= EXERCISE OBJECTIVE =
Rewrite the entries starting at the line containing "Tag every instance of the stretcher" and ending at the line containing "pixel 222 5", substituting "Item" for "Target" and leaving everything else unchanged.

━━ INPUT MATERIAL ━━

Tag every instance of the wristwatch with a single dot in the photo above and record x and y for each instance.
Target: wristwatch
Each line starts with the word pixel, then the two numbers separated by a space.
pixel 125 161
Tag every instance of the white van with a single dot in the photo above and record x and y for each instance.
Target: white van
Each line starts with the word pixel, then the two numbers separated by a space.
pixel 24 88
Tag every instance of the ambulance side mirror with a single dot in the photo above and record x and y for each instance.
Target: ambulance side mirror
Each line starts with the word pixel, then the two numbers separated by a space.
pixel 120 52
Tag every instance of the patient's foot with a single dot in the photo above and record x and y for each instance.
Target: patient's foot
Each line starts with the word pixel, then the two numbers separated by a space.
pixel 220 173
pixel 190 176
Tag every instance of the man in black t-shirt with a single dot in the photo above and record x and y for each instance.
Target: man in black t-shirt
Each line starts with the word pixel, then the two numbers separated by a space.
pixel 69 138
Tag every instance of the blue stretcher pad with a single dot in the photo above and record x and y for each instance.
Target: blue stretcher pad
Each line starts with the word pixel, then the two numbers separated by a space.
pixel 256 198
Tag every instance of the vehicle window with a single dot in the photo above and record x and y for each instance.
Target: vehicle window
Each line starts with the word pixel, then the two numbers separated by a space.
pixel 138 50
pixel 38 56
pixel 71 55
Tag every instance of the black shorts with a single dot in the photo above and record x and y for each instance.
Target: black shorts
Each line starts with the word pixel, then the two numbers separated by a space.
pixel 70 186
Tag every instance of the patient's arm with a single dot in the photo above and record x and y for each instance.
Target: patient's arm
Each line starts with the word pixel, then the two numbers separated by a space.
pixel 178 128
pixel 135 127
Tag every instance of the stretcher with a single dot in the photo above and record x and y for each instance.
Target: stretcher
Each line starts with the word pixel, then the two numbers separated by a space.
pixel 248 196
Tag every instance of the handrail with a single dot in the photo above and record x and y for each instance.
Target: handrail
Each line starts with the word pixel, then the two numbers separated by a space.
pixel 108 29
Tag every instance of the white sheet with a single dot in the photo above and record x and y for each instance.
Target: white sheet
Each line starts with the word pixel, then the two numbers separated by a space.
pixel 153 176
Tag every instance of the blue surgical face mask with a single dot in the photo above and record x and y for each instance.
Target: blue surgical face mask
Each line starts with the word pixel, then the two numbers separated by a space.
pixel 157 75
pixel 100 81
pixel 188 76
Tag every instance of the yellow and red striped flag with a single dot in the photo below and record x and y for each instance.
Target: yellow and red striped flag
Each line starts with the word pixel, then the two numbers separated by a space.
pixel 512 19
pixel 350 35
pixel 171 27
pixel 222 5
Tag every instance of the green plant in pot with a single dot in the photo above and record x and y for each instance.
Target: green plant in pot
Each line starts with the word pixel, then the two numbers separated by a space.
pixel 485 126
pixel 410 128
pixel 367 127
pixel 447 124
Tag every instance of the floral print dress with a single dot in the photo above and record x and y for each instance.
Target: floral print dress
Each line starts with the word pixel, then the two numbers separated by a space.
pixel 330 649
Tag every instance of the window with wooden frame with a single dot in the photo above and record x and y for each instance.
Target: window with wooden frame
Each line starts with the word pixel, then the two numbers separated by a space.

━━━

= OUTPUT FOR THIS TASK =
Tag every instance of the stretcher with a single dot in the photo above and record x and y for each instance.
Item: stretcher
Each line starts with the word pixel, then the two numbers separated by a space.
pixel 248 196
Tag every instance of the handrail with a single dot in the photo above and record x and y for each instance.
Item: handrail
Each line starts with the word pixel, then the two numbers separated by a space.
pixel 108 29
Tag every instance of the white sheet with a single dot in the photo above and record x and y for each instance.
Item: white sheet
Each line starts with the word pixel, then the two numbers separated by a space.
pixel 153 176
Tag every instance of the blue surgical face mask with a single dot in the photo above and record x and y for each instance.
Item: blue surgical face mask
Each line starts with the word pixel, then the two numbers separated by a space.
pixel 157 75
pixel 100 81
pixel 188 76
Tag every instance of the yellow and red striped flag with a single dot in the photo below and record x and y for each instance.
Item: yellow and red striped flag
Each line starts with the word pixel, then the two numbers separated by a space.
pixel 512 19
pixel 350 35
pixel 171 27
pixel 222 5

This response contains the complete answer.